• [Entradas extraídas]
┄┄┄┄┄┄┄┄┄┄┄┄┄┄┄┄┄┄┄┄

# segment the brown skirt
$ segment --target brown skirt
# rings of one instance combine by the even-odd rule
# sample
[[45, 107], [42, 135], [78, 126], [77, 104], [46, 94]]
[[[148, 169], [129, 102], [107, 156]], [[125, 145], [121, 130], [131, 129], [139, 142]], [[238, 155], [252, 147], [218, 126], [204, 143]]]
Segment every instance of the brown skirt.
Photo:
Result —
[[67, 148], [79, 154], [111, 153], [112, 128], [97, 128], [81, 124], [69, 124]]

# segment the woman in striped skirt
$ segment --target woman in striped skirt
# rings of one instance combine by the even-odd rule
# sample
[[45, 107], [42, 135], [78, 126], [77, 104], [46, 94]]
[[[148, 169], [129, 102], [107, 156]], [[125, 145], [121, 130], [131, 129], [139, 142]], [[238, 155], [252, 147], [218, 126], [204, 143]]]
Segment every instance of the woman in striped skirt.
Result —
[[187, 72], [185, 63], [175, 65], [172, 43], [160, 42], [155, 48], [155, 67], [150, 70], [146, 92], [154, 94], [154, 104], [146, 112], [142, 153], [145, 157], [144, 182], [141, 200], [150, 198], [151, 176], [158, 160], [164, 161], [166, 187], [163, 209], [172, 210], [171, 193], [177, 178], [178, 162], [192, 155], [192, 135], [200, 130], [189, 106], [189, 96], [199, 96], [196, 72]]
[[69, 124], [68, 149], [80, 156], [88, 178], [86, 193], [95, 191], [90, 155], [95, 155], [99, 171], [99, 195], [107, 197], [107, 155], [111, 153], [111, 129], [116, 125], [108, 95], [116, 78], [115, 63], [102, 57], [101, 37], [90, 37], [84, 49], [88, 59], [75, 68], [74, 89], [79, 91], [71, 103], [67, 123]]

┄┄┄┄┄┄┄┄┄┄┄┄┄┄┄┄┄┄┄┄

• [OBJETIVO DA TAREFA]
Apresente todas as linhas das entradas acima como uma tabela em Markdown com as colunas "Nº" e "Linha", deixando de fora as linhas em branco.

• [RESULTADO DA TAREFA]
| Nº | Linha |
|---|---|
| 1 | # segment the brown skirt |
| 2 | $ segment --target brown skirt |
| 3 | # rings of one instance combine by the even-odd rule |
| 4 | # sample |
| 5 | [[45, 107], [42, 135], [78, 126], [77, 104], [46, 94]] |
| 6 | [[[148, 169], [129, 102], [107, 156]], [[125, 145], [121, 130], [131, 129], [139, 142]], [[238, 155], [252, 147], [218, 126], [204, 143]]] |
| 7 | Segment every instance of the brown skirt. |
| 8 | Photo: |
| 9 | Result — |
| 10 | [[67, 148], [79, 154], [111, 153], [112, 128], [97, 128], [81, 124], [69, 124]] |
| 11 | # segment the woman in striped skirt |
| 12 | $ segment --target woman in striped skirt |
| 13 | # rings of one instance combine by the even-odd rule |
| 14 | # sample |
| 15 | [[45, 107], [42, 135], [78, 126], [77, 104], [46, 94]] |
| 16 | [[[148, 169], [129, 102], [107, 156]], [[125, 145], [121, 130], [131, 129], [139, 142]], [[238, 155], [252, 147], [218, 126], [204, 143]]] |
| 17 | Segment every instance of the woman in striped skirt. |
| 18 | Result — |
| 19 | [[187, 72], [185, 63], [175, 65], [172, 43], [160, 42], [155, 48], [155, 67], [150, 70], [146, 92], [154, 94], [154, 104], [146, 112], [142, 153], [145, 157], [144, 182], [141, 200], [150, 198], [151, 176], [158, 160], [164, 161], [166, 187], [163, 209], [172, 210], [171, 193], [177, 178], [178, 162], [192, 155], [192, 135], [200, 130], [189, 106], [189, 96], [199, 96], [196, 72]] |
| 20 | [[69, 124], [68, 149], [80, 156], [88, 178], [86, 193], [95, 191], [90, 155], [95, 155], [99, 171], [99, 195], [107, 197], [107, 155], [111, 153], [111, 129], [116, 125], [108, 95], [116, 78], [115, 63], [102, 57], [101, 37], [90, 37], [84, 49], [88, 59], [75, 68], [74, 89], [79, 91], [71, 103], [67, 123]] |